* TASK TO COMPLETE *
Find every line containing the word "passenger" in the records below; report only how many there are.

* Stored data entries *

————————

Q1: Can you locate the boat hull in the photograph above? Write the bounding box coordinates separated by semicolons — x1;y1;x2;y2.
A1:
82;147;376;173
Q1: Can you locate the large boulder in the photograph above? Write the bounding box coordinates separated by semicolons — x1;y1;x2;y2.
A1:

————————

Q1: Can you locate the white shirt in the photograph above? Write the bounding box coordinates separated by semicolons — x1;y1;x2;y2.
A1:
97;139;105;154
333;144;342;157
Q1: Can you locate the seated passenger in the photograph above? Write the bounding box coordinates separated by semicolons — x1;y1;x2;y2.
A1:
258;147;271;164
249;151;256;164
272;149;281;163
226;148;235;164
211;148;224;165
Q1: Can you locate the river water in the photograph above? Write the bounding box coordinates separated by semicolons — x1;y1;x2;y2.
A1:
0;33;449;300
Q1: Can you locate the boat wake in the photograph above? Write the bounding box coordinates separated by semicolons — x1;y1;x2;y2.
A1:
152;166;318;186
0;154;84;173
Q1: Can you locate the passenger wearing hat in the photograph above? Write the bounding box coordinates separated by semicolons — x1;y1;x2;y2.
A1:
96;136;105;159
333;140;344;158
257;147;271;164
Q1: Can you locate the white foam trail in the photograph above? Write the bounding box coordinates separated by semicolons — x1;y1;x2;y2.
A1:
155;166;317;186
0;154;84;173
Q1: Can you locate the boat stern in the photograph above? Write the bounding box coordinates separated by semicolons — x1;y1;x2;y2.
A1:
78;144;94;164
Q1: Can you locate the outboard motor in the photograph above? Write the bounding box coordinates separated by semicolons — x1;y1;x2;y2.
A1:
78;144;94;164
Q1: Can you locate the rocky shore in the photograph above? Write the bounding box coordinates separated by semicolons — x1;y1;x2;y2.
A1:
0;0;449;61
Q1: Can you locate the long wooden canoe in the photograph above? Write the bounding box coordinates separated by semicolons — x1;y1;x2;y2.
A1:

————————

* SOLUTION TO THE PROBLEM *
2